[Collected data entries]
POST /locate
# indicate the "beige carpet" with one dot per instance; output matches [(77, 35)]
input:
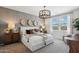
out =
[(14, 48)]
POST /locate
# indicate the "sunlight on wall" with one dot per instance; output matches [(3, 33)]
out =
[(11, 25)]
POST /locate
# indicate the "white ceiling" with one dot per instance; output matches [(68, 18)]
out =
[(34, 10)]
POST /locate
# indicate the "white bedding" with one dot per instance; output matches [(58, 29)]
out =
[(35, 41)]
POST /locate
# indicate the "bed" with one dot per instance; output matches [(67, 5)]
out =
[(34, 41)]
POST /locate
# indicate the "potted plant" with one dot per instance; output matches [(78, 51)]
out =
[(76, 23)]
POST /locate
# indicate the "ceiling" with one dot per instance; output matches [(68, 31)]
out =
[(34, 10)]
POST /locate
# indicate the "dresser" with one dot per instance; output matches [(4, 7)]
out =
[(8, 38)]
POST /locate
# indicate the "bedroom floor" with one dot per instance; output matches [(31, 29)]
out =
[(57, 47)]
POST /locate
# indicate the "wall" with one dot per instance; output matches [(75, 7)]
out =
[(75, 15), (13, 17)]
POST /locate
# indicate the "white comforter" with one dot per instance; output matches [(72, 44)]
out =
[(34, 42)]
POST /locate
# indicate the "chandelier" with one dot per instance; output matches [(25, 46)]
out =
[(44, 14)]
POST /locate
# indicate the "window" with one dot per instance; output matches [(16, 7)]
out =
[(61, 23)]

WHAT TO DO: Turn every line of the items above into a JSON list of strings, one string per line, with blank lines left out. Don't include the pictures.

TASK RESPONSE:
[
  "POST /locate",
  "# indicate the \"beige carpet\" with one dot per instance; output matches [(77, 35)]",
  "input:",
  "out =",
  "[(14, 48)]",
  "POST /locate",
  "# indicate the \"sunlight on wall\" with one dot per instance; output matches [(3, 33)]",
  "out =",
  "[(11, 25)]",
  "POST /locate",
  "# indicate the \"white ceiling\" with one dot per instance; output matches [(68, 18)]",
  "out =",
  "[(34, 10)]",
  "POST /locate",
  "# indicate the \"white bedding\" with one dot per instance; output matches [(58, 29)]",
  "out =",
  "[(35, 41)]",
  "POST /locate",
  "# indicate the \"bed\" with one dot per instance; output matches [(67, 5)]",
  "out =",
  "[(34, 41)]",
  "POST /locate",
  "# indicate the \"potted plant\" with one dot per instance; output matches [(78, 51)]",
  "out =",
  "[(76, 23)]",
  "POST /locate",
  "# indicate the \"ceiling\" with one dot per instance; output matches [(68, 31)]",
  "out =",
  "[(34, 10)]",
  "POST /locate",
  "# indicate the \"dresser\" with one dot per instance; output matches [(4, 7)]",
  "out =",
  "[(8, 38)]",
  "POST /locate",
  "# indicate the \"bedroom floor\" with one dot per instance; output matches [(31, 29)]",
  "out =",
  "[(57, 47)]",
  "POST /locate",
  "# indicate the \"wall\" with one dot per instance; output matches [(75, 7)]",
  "out =",
  "[(75, 15), (13, 17)]",
  "POST /locate",
  "# indicate the \"white comforter\" with one dot per instance; output matches [(72, 44)]",
  "out =",
  "[(34, 42)]",
  "POST /locate",
  "# indicate the \"chandelier\" with one dot per instance; output matches [(25, 46)]",
  "out =",
  "[(44, 14)]",
  "POST /locate",
  "# indicate the \"window\" with one dot per instance; output matches [(16, 7)]",
  "out =",
  "[(61, 23)]"
]